本文ブロック.
§ §

2022-08-01 08:31:48 | 加古川市歴史探訪・野口町編

               野口町をゆく(64) 野口と戦争(7) 水足から野口への道

 図は、大正12年地図です。

 今回の話題の道は、地元の人でなければ少し分かりにくい道のため、太く赤く塗りつぶしています。

 水足と野口とを結ぶ真っ直ぐな細い道です。

 水足は野口村の北端にあり、何かと不便でした。

 そのため、野口村の初代村長・米谷十三郎(よねたにじゅうざぶろう)の尽力で、明治時代の終わりのころ、この道は完成しました。

 しかし、現在この道は、加古川バイパスをこえて播磨化成の手前で一端途切れています。

 そして、播磨化成の北の道を越えて、米谷家(前号の歌碑のある家)まで続いています。

§ §

保存データ項目
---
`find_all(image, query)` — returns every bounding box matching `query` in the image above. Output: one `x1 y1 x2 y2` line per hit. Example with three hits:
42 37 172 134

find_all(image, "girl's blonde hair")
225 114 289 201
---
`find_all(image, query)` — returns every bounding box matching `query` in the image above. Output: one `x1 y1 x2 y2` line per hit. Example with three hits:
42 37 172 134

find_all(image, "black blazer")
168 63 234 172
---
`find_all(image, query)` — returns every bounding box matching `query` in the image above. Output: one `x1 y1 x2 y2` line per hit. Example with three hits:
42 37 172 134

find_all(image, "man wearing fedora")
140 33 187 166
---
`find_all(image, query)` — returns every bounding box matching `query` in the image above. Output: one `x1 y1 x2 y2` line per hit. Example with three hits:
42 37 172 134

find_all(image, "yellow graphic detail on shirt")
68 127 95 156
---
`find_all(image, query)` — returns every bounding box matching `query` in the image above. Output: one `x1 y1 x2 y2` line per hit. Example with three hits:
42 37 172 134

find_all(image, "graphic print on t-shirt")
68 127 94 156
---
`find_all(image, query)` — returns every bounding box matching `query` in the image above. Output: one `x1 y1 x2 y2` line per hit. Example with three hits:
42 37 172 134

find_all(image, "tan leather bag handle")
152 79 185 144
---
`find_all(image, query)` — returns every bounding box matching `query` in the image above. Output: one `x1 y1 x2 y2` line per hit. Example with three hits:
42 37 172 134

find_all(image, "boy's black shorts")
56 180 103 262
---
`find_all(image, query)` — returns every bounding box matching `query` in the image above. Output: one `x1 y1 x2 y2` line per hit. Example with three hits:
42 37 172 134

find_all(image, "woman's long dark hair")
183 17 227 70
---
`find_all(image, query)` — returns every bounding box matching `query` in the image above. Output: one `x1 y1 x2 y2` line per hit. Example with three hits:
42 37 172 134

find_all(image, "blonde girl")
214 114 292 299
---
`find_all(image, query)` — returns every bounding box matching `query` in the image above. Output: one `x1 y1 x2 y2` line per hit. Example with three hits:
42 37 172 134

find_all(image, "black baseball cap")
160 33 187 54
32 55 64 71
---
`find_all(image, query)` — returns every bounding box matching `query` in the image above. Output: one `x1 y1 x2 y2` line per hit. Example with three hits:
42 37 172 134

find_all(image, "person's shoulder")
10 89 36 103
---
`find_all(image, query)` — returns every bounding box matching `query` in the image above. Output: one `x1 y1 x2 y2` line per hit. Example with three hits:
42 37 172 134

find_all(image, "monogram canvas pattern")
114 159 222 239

§ §

やること.
本文ブロックのうち、「野口町をゆく(64) 野口と戦争(7) 水足から野口への道」を含む語句で始まり「ころ、この道は完成しました。」で終わる部分をそのまま書き写してください。

完了した作業.
野口町をゆく(64) 野口と戦争(7) 水足から野口への道

 図は、大正12年地図です。

 今回の話題の道は、地元の人でなければ少し分かりにくい道のため、太く赤く塗りつぶしています。

 水足と野口とを結ぶ真っ直ぐな細い道です。

 水足は野口村の北端にあり、何かと不便でした。

 そのため、野口村の初代村長・米谷十三郎(よねたにじゅうざぶろう)の尽力で、明治時代の終わりのころ、この道は完成しました。